> **YOUR GOAL**
Repeat every one of the items below word for word, leaving the pictures out of your answer.

(Excerpts from a pointing dataset)
[START]
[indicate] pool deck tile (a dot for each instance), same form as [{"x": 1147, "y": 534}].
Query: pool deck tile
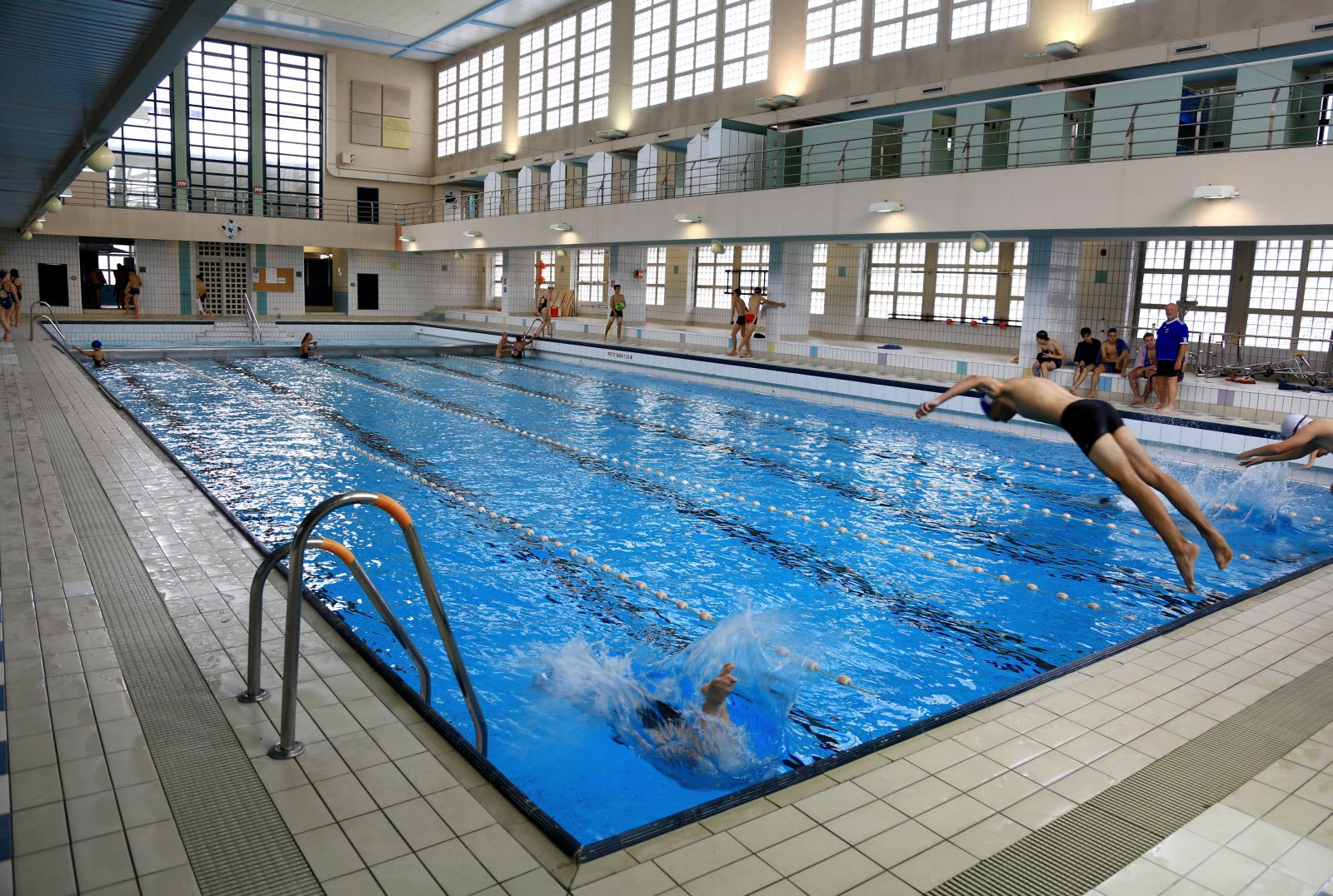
[{"x": 380, "y": 803}]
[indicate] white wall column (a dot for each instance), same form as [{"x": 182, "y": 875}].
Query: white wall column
[
  {"x": 622, "y": 264},
  {"x": 790, "y": 281},
  {"x": 1051, "y": 301}
]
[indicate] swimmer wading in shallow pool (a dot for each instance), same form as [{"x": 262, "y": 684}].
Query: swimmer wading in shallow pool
[{"x": 1099, "y": 431}]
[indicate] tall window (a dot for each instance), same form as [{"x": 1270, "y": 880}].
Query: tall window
[
  {"x": 819, "y": 277},
  {"x": 655, "y": 275},
  {"x": 217, "y": 77},
  {"x": 986, "y": 15},
  {"x": 592, "y": 275},
  {"x": 143, "y": 173},
  {"x": 293, "y": 115},
  {"x": 897, "y": 281},
  {"x": 696, "y": 48},
  {"x": 1017, "y": 281},
  {"x": 832, "y": 32},
  {"x": 532, "y": 66},
  {"x": 746, "y": 42},
  {"x": 1197, "y": 271},
  {"x": 562, "y": 59},
  {"x": 471, "y": 97},
  {"x": 595, "y": 63},
  {"x": 652, "y": 52},
  {"x": 904, "y": 24}
]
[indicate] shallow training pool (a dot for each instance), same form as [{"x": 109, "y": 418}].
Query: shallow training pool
[{"x": 893, "y": 555}]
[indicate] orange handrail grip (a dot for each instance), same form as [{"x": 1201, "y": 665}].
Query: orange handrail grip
[
  {"x": 395, "y": 510},
  {"x": 337, "y": 548}
]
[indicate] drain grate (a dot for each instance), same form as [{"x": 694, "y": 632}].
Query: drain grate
[
  {"x": 1091, "y": 843},
  {"x": 232, "y": 832}
]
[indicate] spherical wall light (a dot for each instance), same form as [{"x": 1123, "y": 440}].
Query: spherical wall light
[{"x": 102, "y": 159}]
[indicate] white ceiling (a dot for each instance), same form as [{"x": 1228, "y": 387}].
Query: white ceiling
[{"x": 422, "y": 30}]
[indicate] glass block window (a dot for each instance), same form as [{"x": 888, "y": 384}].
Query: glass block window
[
  {"x": 832, "y": 32},
  {"x": 532, "y": 68},
  {"x": 696, "y": 48},
  {"x": 293, "y": 123},
  {"x": 592, "y": 275},
  {"x": 986, "y": 15},
  {"x": 595, "y": 63},
  {"x": 897, "y": 281},
  {"x": 471, "y": 103},
  {"x": 746, "y": 42},
  {"x": 1199, "y": 271},
  {"x": 904, "y": 24},
  {"x": 562, "y": 60},
  {"x": 217, "y": 97},
  {"x": 143, "y": 173},
  {"x": 652, "y": 52},
  {"x": 655, "y": 275},
  {"x": 819, "y": 277}
]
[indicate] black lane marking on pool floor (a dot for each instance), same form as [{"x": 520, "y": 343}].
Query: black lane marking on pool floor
[
  {"x": 1004, "y": 541},
  {"x": 804, "y": 559}
]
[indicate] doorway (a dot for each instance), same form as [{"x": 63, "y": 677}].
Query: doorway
[
  {"x": 53, "y": 284},
  {"x": 367, "y": 292},
  {"x": 319, "y": 283}
]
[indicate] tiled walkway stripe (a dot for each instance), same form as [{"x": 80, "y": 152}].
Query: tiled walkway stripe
[
  {"x": 233, "y": 835},
  {"x": 1091, "y": 843}
]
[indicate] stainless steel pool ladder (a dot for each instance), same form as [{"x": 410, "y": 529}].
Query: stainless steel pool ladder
[
  {"x": 288, "y": 745},
  {"x": 32, "y": 321}
]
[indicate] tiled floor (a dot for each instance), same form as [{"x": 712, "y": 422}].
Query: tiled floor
[{"x": 382, "y": 803}]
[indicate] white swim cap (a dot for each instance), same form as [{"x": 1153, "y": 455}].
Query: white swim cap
[{"x": 1292, "y": 423}]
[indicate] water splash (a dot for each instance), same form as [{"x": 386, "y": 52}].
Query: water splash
[{"x": 655, "y": 707}]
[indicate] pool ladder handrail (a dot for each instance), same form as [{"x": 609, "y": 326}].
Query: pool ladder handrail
[
  {"x": 288, "y": 747},
  {"x": 33, "y": 319}
]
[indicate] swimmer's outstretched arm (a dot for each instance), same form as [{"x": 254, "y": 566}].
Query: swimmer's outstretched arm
[{"x": 986, "y": 384}]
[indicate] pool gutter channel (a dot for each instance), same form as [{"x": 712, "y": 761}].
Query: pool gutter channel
[{"x": 566, "y": 842}]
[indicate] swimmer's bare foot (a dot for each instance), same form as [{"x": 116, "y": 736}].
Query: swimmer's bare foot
[
  {"x": 1186, "y": 563},
  {"x": 716, "y": 691}
]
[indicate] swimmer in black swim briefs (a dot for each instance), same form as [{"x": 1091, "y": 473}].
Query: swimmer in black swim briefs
[{"x": 1110, "y": 444}]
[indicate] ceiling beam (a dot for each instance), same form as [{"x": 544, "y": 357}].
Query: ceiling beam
[
  {"x": 471, "y": 19},
  {"x": 177, "y": 31}
]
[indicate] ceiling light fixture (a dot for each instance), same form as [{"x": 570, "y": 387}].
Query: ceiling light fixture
[{"x": 1219, "y": 191}]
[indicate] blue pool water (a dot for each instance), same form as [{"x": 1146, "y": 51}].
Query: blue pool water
[{"x": 642, "y": 475}]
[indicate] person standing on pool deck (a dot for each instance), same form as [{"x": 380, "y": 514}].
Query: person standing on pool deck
[
  {"x": 1172, "y": 348},
  {"x": 615, "y": 314},
  {"x": 739, "y": 312},
  {"x": 1099, "y": 431}
]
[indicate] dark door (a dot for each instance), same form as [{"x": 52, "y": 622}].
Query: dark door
[
  {"x": 53, "y": 284},
  {"x": 368, "y": 291},
  {"x": 367, "y": 204},
  {"x": 319, "y": 283}
]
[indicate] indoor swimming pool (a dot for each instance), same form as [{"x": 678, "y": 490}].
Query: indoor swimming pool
[{"x": 606, "y": 540}]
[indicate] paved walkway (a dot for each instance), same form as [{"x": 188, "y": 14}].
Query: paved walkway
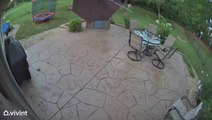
[{"x": 87, "y": 76}]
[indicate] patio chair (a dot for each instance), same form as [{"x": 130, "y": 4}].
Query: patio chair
[END]
> **FINAL ANSWER**
[indicate] pool deck tile (a dot for each instance), same form as [{"x": 1147, "y": 534}].
Query: pool deck tile
[{"x": 380, "y": 803}]
[indicate] white wall column (a dot for each instance), same form as [{"x": 182, "y": 875}].
Query: white wall column
[
  {"x": 622, "y": 264},
  {"x": 790, "y": 281},
  {"x": 1051, "y": 301}
]
[indicate] swimmer wading in shallow pool (a dot for each instance), same form as [{"x": 262, "y": 684}].
Query: swimmer wading in shallow pool
[{"x": 1099, "y": 431}]
[indicate] tall window (a dot for each instance), same form as [{"x": 1270, "y": 880}].
Query: tall window
[
  {"x": 819, "y": 277},
  {"x": 655, "y": 275},
  {"x": 217, "y": 77},
  {"x": 986, "y": 15},
  {"x": 592, "y": 275},
  {"x": 143, "y": 173},
  {"x": 293, "y": 115},
  {"x": 897, "y": 281},
  {"x": 696, "y": 48},
  {"x": 1017, "y": 281},
  {"x": 832, "y": 32},
  {"x": 532, "y": 66},
  {"x": 746, "y": 42},
  {"x": 1197, "y": 271},
  {"x": 562, "y": 59},
  {"x": 471, "y": 97},
  {"x": 595, "y": 63},
  {"x": 652, "y": 52},
  {"x": 904, "y": 24}
]
[indicate] shallow training pool (a dot for each instance), same form as [{"x": 109, "y": 418}].
Query: shallow training pool
[{"x": 893, "y": 555}]
[indicate] orange handrail grip (a dot for each instance), same form as [{"x": 1201, "y": 665}].
Query: orange handrail grip
[
  {"x": 395, "y": 510},
  {"x": 337, "y": 548}
]
[indicate] drain grate (a dot for each instance), same form as [{"x": 694, "y": 632}].
Query: drain grate
[
  {"x": 1091, "y": 843},
  {"x": 232, "y": 832}
]
[indicate] spherical wall light (a dot for each instance), same form as [{"x": 1123, "y": 440}].
Query: spherical wall light
[{"x": 102, "y": 159}]
[indicate] white ceiling (a dot for each instance), same form as [{"x": 1228, "y": 387}].
Query: white ceiling
[{"x": 422, "y": 30}]
[indicate] glass block window (a dot for each instance), same form as [{"x": 888, "y": 384}].
Query: glass block window
[
  {"x": 832, "y": 32},
  {"x": 532, "y": 68},
  {"x": 696, "y": 48},
  {"x": 293, "y": 123},
  {"x": 592, "y": 275},
  {"x": 986, "y": 15},
  {"x": 595, "y": 63},
  {"x": 897, "y": 281},
  {"x": 471, "y": 103},
  {"x": 746, "y": 42},
  {"x": 1199, "y": 271},
  {"x": 904, "y": 24},
  {"x": 562, "y": 60},
  {"x": 217, "y": 97},
  {"x": 143, "y": 173},
  {"x": 652, "y": 52},
  {"x": 655, "y": 275},
  {"x": 819, "y": 277}
]
[indicate] black lane marking on pool floor (a dot for each instance), same form as [{"x": 520, "y": 343}].
Query: black lane marking on pool floor
[
  {"x": 1004, "y": 541},
  {"x": 804, "y": 559}
]
[indicate] doorway (a dot for each instance), same form as [{"x": 63, "y": 677}].
Query: doorway
[
  {"x": 53, "y": 284},
  {"x": 367, "y": 292},
  {"x": 319, "y": 283}
]
[indicate] tiled walkway stripe (a dot for each instance), same form as [{"x": 80, "y": 152}].
Query: tiled walkway stripe
[
  {"x": 233, "y": 835},
  {"x": 1091, "y": 843}
]
[indicate] stainless steel pool ladder (a dot for each instance), same form as [{"x": 410, "y": 529}].
Query: stainless steel pool ladder
[
  {"x": 288, "y": 745},
  {"x": 32, "y": 321}
]
[indicate] tiled floor (a dot for each instance), same form as [{"x": 712, "y": 422}].
Query: tiled floor
[{"x": 382, "y": 803}]
[indicate] white swim cap (a dot for each instance), same form as [{"x": 1153, "y": 455}].
Query: white swim cap
[{"x": 1292, "y": 423}]
[indicate] water splash (a dot for each instance), same form as [{"x": 386, "y": 52}].
Query: water splash
[{"x": 655, "y": 707}]
[indicate] pool ladder handrail (a dot for each instance), same form as [{"x": 609, "y": 326}].
Query: pool ladder handrail
[
  {"x": 288, "y": 747},
  {"x": 33, "y": 319}
]
[indicate] swimmer's outstretched arm (a dot for each instance), same form as [{"x": 254, "y": 566}].
Query: swimmer's outstretched arm
[{"x": 986, "y": 384}]
[indicate] pool gutter channel (a dot for each instance), same form as [{"x": 712, "y": 761}].
Query: pool gutter channel
[{"x": 566, "y": 842}]
[indicate] swimmer's bare foot (a dot for each instance), same form as [{"x": 116, "y": 736}].
Query: swimmer's bare foot
[
  {"x": 1186, "y": 563},
  {"x": 716, "y": 691}
]
[indicate] swimmer in black swim briefs (a dot for each instance), same form as [{"x": 1091, "y": 473}].
Query: swimmer in black swim briefs
[{"x": 1110, "y": 444}]
[indicate] ceiling beam (a dot for each instance), same form as [{"x": 544, "y": 357}].
Query: ceiling beam
[
  {"x": 471, "y": 19},
  {"x": 177, "y": 31}
]
[indicate] ceiling light fixture (a dot for each instance), same form as [{"x": 570, "y": 387}].
Query: ceiling light fixture
[{"x": 1219, "y": 191}]
[indicate] blue pool water (a dot for each instance), same form as [{"x": 1146, "y": 51}].
Query: blue pool water
[{"x": 642, "y": 475}]
[indicate] person standing on pool deck (a dot for each instance), same form as [{"x": 380, "y": 514}].
Query: person standing on pool deck
[
  {"x": 1172, "y": 348},
  {"x": 615, "y": 314},
  {"x": 739, "y": 312},
  {"x": 1099, "y": 431}
]
[indicate] dark door (a dot for each instance), same form as [{"x": 52, "y": 622}].
Query: dark door
[
  {"x": 53, "y": 284},
  {"x": 368, "y": 291},
  {"x": 367, "y": 204},
  {"x": 319, "y": 283}
]
[indicate] indoor swimming pool (a dot for each instance), same form as [{"x": 678, "y": 490}].
Query: indoor swimming pool
[{"x": 606, "y": 540}]
[indicate] paved walkway (a dot for each instance), same form as [{"x": 188, "y": 14}].
Query: paved walkway
[{"x": 87, "y": 76}]
[indicate] patio chair (a dot for each instance), same form as [{"x": 130, "y": 4}].
Query: patio chair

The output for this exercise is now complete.